RECORDS FOR PROCESSING section start
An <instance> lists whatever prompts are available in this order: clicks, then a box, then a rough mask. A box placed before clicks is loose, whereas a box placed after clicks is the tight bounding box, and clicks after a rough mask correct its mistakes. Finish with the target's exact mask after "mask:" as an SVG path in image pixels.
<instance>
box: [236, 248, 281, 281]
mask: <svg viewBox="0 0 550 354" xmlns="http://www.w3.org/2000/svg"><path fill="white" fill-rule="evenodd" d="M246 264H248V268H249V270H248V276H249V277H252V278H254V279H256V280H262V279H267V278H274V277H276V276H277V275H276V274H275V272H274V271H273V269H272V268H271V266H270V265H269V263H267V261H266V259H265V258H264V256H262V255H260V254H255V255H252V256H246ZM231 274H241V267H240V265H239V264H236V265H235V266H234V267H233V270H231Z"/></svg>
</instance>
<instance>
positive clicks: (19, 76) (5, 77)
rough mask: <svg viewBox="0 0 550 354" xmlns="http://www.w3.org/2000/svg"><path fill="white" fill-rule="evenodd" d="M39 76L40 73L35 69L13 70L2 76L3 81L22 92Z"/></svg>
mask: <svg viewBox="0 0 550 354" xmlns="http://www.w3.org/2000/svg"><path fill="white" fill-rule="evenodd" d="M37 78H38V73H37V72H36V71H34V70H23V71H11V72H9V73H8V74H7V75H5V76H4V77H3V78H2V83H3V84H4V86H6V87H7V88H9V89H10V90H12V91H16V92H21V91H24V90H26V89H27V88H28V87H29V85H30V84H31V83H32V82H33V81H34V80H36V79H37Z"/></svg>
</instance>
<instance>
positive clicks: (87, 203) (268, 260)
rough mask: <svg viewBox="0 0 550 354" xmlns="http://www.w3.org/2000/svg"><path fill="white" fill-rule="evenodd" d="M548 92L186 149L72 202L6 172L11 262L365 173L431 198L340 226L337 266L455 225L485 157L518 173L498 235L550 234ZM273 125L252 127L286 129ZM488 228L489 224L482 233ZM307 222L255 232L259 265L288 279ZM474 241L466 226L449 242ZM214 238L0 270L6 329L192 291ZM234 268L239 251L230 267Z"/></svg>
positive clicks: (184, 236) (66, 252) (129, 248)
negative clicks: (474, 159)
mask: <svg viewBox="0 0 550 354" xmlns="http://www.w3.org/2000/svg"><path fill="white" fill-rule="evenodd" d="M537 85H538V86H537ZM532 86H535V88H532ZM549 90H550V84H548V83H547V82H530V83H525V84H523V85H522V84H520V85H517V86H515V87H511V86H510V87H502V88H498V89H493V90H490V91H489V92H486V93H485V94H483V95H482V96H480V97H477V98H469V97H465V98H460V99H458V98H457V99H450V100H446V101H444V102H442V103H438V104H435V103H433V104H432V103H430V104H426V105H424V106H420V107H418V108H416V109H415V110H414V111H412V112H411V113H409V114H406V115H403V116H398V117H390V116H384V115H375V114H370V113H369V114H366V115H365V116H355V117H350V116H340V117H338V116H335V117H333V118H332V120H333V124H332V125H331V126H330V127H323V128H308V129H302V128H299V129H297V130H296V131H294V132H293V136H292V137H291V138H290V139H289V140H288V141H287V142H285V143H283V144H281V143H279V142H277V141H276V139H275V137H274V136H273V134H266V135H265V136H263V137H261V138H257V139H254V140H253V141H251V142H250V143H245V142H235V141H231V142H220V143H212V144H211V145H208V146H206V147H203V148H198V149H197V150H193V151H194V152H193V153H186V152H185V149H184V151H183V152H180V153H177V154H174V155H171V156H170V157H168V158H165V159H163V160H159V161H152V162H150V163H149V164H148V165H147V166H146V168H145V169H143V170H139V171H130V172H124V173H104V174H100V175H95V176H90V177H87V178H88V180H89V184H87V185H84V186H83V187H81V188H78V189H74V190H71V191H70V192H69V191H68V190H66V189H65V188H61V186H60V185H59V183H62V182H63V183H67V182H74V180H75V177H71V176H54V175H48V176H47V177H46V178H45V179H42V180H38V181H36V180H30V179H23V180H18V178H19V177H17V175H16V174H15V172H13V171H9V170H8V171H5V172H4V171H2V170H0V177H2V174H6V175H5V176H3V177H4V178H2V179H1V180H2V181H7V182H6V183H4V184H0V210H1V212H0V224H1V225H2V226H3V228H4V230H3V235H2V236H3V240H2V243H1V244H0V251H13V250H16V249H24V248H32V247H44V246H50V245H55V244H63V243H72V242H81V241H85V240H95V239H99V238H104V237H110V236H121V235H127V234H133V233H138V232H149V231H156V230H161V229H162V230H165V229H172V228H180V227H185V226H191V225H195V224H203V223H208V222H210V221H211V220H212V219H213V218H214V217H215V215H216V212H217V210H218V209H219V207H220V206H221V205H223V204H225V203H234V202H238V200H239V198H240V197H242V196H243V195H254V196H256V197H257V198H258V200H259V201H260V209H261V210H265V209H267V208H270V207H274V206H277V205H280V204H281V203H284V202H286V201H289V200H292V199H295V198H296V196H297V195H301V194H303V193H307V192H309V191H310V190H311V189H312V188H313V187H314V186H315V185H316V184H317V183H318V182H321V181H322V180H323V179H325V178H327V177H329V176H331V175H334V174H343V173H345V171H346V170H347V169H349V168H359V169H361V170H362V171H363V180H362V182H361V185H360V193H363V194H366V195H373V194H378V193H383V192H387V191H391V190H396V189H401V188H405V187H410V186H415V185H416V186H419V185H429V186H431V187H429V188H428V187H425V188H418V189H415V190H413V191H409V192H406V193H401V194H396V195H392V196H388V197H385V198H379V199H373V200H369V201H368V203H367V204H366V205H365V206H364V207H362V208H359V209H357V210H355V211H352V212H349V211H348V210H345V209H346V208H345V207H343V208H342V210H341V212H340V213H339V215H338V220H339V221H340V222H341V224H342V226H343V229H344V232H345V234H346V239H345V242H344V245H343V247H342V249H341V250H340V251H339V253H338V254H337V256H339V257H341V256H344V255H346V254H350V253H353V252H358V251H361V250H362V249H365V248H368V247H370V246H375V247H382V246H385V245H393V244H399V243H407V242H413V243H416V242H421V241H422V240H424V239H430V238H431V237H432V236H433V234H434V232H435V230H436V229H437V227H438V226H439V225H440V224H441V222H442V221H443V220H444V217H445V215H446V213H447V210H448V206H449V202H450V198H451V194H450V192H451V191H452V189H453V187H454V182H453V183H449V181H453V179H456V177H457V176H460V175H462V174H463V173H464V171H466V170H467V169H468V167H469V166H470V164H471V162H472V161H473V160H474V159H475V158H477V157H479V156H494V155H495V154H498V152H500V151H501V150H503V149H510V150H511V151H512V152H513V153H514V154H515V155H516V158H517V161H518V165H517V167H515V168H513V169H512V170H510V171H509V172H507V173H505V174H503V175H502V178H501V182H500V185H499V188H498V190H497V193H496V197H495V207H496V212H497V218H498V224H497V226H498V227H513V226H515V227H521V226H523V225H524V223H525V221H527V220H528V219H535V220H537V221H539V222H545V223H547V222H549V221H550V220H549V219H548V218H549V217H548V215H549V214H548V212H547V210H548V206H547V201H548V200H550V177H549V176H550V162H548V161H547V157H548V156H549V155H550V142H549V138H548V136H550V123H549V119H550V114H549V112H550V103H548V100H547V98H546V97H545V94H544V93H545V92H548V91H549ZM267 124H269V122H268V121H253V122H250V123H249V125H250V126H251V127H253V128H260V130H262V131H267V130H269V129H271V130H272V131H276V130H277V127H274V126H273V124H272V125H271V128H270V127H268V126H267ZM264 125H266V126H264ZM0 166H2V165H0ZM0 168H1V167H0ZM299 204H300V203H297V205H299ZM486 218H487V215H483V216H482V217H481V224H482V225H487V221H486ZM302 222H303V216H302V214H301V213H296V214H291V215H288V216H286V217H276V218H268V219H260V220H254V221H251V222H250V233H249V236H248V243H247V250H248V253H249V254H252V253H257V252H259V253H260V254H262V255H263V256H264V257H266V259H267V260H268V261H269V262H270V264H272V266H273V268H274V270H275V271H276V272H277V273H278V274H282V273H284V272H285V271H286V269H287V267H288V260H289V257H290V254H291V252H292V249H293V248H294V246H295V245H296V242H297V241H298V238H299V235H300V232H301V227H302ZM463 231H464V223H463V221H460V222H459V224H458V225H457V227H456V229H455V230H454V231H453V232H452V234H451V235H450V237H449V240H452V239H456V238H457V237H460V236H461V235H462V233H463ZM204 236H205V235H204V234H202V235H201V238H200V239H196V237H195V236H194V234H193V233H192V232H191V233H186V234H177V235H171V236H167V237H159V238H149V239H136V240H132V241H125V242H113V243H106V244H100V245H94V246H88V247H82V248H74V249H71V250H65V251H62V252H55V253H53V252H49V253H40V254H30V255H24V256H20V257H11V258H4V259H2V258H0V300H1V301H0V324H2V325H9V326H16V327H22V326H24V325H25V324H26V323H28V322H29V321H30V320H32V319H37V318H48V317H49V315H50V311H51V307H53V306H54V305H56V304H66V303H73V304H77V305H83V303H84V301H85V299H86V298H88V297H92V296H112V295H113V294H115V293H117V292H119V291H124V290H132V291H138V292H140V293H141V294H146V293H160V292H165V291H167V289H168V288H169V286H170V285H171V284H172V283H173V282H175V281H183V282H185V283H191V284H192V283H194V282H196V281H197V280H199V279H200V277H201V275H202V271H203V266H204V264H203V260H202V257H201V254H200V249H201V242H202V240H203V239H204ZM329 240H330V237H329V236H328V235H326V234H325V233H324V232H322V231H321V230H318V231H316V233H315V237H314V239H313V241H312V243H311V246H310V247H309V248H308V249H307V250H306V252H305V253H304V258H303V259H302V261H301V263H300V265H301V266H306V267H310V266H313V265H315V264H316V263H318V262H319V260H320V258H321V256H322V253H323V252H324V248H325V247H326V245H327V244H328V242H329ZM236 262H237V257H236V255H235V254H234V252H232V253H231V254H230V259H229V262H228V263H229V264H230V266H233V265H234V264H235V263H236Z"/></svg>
RECORDS FOR PROCESSING section end
- EXERCISE OBJECTIVE -
From the records above, repeat exactly the lines from the one with "76L40 73L35 69L13" through the one with "positive clicks: (87, 203) (268, 260)", both included.

- ANSWER FOR THE TASK -
rough mask: <svg viewBox="0 0 550 354" xmlns="http://www.w3.org/2000/svg"><path fill="white" fill-rule="evenodd" d="M39 76L40 73L35 69L13 70L2 76L3 81L22 92Z"/></svg>
mask: <svg viewBox="0 0 550 354" xmlns="http://www.w3.org/2000/svg"><path fill="white" fill-rule="evenodd" d="M37 78H38V73H37V72H36V71H34V70H23V71H11V72H9V73H8V74H7V75H5V76H4V77H3V78H2V83H3V84H4V86H6V87H7V88H9V89H10V90H12V91H16V92H21V91H24V90H26V89H27V88H28V87H29V85H30V84H31V83H32V82H33V81H34V80H36V79H37Z"/></svg>
</instance>
<instance>
positive clicks: (87, 203) (268, 260)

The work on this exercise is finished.